Required work: Wherever a line of the data contains "field", copy that line.

Region pointing data
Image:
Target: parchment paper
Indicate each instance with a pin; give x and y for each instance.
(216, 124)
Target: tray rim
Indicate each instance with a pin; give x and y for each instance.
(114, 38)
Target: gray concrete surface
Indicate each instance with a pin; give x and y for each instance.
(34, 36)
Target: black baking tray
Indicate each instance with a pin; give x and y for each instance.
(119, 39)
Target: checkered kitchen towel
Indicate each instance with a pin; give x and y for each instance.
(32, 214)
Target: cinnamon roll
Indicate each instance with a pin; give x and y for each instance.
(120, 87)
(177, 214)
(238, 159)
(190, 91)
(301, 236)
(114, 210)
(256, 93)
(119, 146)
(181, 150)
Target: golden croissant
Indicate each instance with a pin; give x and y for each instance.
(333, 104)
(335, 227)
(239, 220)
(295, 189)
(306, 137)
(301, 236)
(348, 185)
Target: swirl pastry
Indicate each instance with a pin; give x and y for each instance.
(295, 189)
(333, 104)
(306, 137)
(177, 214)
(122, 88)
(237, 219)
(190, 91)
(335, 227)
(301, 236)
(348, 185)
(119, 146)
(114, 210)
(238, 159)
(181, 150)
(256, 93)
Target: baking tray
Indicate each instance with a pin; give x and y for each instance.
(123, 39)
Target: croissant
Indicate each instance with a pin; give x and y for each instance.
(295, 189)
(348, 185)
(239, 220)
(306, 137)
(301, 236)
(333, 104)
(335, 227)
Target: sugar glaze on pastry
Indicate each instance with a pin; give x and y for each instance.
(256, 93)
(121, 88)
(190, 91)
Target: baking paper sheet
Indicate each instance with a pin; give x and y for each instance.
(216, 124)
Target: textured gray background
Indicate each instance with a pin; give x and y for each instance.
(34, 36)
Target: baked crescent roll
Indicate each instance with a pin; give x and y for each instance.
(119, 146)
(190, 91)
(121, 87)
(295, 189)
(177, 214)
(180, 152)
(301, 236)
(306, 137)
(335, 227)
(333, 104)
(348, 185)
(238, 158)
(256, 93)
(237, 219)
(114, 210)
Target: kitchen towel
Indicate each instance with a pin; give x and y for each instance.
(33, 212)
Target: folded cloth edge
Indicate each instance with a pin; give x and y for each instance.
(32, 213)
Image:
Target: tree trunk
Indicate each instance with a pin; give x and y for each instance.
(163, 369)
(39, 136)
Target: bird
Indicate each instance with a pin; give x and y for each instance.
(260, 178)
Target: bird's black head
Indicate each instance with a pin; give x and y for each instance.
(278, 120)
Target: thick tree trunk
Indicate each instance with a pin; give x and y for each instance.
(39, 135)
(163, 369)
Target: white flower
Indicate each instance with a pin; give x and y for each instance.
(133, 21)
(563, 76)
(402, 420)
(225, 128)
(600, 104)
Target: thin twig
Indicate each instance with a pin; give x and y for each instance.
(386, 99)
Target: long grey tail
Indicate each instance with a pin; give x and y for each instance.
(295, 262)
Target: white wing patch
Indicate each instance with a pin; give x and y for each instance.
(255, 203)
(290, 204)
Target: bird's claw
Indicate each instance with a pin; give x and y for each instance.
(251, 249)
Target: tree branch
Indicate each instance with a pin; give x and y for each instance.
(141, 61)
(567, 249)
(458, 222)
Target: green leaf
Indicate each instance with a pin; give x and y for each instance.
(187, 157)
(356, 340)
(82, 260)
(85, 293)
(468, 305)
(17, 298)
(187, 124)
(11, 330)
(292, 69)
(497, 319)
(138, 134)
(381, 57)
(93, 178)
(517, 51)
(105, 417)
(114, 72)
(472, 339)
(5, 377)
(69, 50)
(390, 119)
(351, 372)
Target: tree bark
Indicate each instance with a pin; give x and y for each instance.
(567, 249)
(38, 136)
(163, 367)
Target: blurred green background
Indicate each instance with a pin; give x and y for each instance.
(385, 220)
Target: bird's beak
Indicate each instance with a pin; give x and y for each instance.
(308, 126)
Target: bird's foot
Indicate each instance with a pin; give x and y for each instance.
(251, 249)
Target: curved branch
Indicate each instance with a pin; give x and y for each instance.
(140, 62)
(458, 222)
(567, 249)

...

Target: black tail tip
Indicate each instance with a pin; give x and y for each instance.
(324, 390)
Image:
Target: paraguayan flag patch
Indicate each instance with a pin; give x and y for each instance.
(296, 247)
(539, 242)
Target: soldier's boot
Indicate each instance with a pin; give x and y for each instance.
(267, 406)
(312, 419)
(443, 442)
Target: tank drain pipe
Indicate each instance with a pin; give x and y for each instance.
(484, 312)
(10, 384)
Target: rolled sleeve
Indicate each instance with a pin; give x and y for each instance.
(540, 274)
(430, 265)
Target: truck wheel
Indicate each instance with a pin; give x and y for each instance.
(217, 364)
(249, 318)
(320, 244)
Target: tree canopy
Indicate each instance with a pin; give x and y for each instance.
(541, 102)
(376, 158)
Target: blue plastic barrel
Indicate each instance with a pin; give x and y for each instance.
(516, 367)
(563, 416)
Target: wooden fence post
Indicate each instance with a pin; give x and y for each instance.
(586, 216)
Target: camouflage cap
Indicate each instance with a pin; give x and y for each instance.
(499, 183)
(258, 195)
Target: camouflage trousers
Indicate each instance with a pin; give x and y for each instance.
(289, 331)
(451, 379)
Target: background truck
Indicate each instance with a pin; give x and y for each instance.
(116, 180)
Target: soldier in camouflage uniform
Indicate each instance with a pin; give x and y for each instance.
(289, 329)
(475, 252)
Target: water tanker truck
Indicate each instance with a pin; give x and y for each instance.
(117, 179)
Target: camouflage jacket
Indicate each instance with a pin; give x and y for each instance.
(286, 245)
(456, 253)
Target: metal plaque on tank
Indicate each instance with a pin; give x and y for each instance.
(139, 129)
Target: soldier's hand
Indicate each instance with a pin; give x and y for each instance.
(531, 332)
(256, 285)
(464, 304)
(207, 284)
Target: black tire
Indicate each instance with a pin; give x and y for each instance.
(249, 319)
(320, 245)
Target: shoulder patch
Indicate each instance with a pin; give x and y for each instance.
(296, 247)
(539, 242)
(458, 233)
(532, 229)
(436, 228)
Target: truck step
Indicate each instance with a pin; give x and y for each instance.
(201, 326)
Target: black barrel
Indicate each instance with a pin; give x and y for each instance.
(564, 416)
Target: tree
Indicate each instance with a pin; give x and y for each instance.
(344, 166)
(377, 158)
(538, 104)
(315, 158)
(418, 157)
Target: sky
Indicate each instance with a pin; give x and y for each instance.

---

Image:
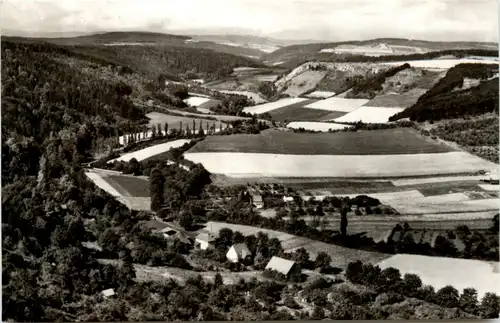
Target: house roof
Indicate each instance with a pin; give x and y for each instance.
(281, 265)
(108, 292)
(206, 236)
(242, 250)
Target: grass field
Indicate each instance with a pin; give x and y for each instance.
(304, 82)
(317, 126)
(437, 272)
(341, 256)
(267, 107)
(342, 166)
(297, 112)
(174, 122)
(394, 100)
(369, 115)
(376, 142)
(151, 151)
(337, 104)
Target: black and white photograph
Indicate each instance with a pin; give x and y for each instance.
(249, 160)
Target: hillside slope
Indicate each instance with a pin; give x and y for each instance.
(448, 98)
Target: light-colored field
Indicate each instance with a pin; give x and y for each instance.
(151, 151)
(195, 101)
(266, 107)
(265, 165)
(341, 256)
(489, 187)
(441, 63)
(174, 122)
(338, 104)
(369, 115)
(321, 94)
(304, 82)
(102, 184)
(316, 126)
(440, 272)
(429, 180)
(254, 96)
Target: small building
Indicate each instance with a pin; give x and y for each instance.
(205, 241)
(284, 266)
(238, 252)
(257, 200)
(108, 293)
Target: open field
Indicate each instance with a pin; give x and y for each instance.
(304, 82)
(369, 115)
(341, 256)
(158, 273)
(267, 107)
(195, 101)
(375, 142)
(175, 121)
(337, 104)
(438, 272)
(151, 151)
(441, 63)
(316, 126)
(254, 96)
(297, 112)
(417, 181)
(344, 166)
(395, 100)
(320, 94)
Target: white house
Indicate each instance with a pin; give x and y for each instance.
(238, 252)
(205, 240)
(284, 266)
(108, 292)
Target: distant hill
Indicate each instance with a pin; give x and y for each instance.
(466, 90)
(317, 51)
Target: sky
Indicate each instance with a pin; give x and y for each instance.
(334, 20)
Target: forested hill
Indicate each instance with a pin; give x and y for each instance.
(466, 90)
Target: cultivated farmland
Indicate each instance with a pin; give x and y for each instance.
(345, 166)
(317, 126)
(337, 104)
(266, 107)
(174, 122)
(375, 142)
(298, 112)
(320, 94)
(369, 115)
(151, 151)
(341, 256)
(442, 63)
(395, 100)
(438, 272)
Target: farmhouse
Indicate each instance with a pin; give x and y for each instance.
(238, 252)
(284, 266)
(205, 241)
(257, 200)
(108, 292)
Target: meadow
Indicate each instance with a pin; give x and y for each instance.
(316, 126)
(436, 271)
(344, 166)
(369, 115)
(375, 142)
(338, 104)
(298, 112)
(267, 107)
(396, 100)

Answer for the task:
Target: grass field
Target: light-colored field
Target: open field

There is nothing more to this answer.